─── Task input
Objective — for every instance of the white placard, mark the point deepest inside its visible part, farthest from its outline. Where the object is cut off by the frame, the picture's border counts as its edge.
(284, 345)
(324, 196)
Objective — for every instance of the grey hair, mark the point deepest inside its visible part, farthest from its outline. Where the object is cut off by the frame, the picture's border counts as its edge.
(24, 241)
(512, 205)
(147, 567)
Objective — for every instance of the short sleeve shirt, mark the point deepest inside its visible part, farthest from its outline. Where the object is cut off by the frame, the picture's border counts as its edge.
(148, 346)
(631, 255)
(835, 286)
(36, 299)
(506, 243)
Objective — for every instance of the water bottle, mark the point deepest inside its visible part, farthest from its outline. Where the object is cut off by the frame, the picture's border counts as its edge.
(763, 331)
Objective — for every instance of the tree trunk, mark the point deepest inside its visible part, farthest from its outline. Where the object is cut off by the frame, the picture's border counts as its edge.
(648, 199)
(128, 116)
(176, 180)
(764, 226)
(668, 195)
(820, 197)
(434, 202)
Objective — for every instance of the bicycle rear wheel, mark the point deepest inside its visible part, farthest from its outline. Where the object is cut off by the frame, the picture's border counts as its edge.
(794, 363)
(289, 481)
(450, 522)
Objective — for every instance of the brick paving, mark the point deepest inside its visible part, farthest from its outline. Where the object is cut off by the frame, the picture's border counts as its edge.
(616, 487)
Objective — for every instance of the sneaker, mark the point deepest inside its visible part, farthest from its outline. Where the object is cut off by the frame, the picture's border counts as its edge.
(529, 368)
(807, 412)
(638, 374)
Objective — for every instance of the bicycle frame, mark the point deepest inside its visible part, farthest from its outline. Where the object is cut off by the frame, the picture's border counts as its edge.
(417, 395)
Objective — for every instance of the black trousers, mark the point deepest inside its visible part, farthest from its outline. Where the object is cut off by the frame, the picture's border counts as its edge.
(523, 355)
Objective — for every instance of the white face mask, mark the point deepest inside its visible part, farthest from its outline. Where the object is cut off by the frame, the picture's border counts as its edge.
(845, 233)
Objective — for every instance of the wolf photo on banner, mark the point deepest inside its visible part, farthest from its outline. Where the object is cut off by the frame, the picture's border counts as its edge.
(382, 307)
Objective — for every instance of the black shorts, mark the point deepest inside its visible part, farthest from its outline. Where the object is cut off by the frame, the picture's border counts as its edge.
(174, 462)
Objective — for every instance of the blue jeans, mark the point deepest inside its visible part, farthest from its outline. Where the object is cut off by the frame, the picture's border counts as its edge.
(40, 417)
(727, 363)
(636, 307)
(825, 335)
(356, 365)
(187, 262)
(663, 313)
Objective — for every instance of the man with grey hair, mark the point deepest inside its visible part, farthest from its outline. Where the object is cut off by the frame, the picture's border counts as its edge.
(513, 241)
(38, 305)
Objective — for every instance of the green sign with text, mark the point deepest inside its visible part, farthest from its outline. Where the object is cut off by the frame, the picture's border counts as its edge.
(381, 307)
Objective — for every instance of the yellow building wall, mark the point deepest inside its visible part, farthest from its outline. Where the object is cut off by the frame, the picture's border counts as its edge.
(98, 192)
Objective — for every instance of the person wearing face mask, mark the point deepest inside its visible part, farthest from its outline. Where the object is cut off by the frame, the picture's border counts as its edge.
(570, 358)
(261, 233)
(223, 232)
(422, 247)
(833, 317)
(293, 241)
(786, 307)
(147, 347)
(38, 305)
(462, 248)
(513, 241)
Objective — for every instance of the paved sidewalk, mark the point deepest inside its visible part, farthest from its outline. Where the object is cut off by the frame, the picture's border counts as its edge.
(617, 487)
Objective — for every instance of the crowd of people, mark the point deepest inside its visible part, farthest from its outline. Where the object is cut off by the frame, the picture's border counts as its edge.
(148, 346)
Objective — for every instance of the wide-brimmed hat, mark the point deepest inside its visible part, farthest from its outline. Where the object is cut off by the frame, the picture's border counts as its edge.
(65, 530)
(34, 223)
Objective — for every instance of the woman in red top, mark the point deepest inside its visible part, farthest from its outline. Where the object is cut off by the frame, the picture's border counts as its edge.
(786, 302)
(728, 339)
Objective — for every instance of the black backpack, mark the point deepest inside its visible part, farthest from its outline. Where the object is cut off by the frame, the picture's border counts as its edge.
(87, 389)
──────
## Activity
Repeat the records verbatim, every one of them.

## Result for this exercise
Objective — for every instance of the white placard, mark the point deepest inside its visible part, farthest from its outline. Where the object is cut off by the frame, the picture's border counts as its edge.
(284, 345)
(324, 196)
Objective — for every instance of the grey hair, mark the point deepest inside its visible part, farthest from its outline. Where the object is cut off by the frame, the picture's border counts as its edge.
(24, 241)
(512, 205)
(147, 567)
Objective — for every instance of the short sleeve shirt, mark the point deepest inside its visible part, farthest from its outline. Where the object is cut off by the frame, the picture's border counts as its edge.
(148, 346)
(631, 255)
(835, 286)
(36, 299)
(506, 243)
Objective — for every instance of the water bottle, mark the point deepest inside its visible part, farthest from its outline. Where the object is cut off by the frame, the picture's border counts as its edge.
(763, 331)
Objective — for every instance of the tree trunk, mark the point deepest inside its visible part, farthest from its outline. Where the object is cut off by the frame, the picture's border counts as its edge.
(648, 199)
(128, 116)
(176, 180)
(764, 226)
(668, 195)
(820, 197)
(434, 202)
Objective — for every instance of the bicycle rear wheel, mark the point deepest inside its visible part, farthest from its outline. Where the object is cut off by the frame, the picture's border counts as its edge.
(794, 363)
(289, 481)
(450, 522)
Objective — for every instance of the brick paving, mark the point deepest inside its visible part, farthest from its outline. Where the object is cut off by the frame, the picture's border counts as its edge.
(616, 487)
Objective — for every instance of the sneaker, mark the point deepest inside its visible part, farthest from its outline. Where the object is cut off by the frame, the picture's border counts as its edge.
(529, 368)
(807, 412)
(638, 374)
Objective — for every instance of the bicycle frame, mark the point deepest inside its visible part, farthest from its outline. Where the object is cut off by the frame, the picture's border counts as its edge.
(417, 395)
Objective — for every instance of the black trousers, mark the point deepest inside its visible part, farthest from its outline. Where the object is cut off by the frame, the picture's border counts as its edge.
(523, 355)
Objective — for every instance of the white face mask, mark the point deepest inside its visible part, farthest from its outline. Where the object is cut off by the frame, the picture's border counts as its edge.
(845, 233)
Objective — for every instance of the wolf photo on banner, mark the point deepest inside its visible part, farthest from its outline. Where the object is cut off by the frame, the picture's border counts as its edge.
(382, 307)
Objective — for every instance of the black shorts, mark the point deepest inside its visible part, farthest from its outline. Where the object is cut off by the frame, the picture's border counts as its edge.
(174, 462)
Objective — for every instance of the blue jeans, mark the point deepest inside its visible part, farthest from its outline. Where the object is cut off by the frame, the picture's border counts as its edge.
(40, 417)
(727, 363)
(636, 307)
(825, 335)
(356, 365)
(187, 262)
(663, 313)
Objective — for every instance of the man with grey hair, mark the point deepest inside its visible part, farthest from its outline. Where the object is cut off by the frame, the picture's border counts as its edge.
(513, 241)
(38, 305)
Objective — for every instance of the green sign with text, mark the point deepest inside its visible part, farthest from its outline. Where the object is cut off by the frame, the picture's border counts as its edge.
(381, 307)
Objective — for every instance of the yellow building wall, mark the point deepest inside its visible part, farthest from its outline. Where the object is cut off by the frame, the picture's border counts as its edge.
(98, 192)
Objective — for every instance of the person wearing face mask, mark the point deepest inside its visible part, farthest from its outline. Where the object is cut off by the frame, the picture's border counts as its edge.
(570, 358)
(261, 233)
(223, 232)
(422, 247)
(833, 317)
(293, 241)
(786, 307)
(147, 347)
(38, 305)
(462, 248)
(513, 241)
Objective — for every instance of the paved sidewalk, mark the point deepest inside its visible part, farthest from its outline. Where the object is cut off by the frame, the picture's border counts as its edge.
(617, 487)
Objective — for every instance of the crowd of people, mark the point deepest inside its visible part, farthest from its outline. Where the object is cut off by the frame, the picture's border counts as its edge.
(148, 346)
Objective — for every instance of the wide-brimmed hat, mark the point deepest inside its visible part, farthest from its outline. Where the object is cut off by the frame, the picture's border counts as its edge.
(65, 530)
(34, 223)
Objective — for every instance of the woman in red top, mark the point deepest inside its visible part, farthest from its outline. Where the object is cut off by the frame, the picture's border counts as its edge.
(786, 302)
(728, 339)
Objective — for every instance of the black backpack, mark the point deepest inside its visible part, farthest from its outline. Where the object is cut off by the frame, the picture's border counts as its edge.
(87, 389)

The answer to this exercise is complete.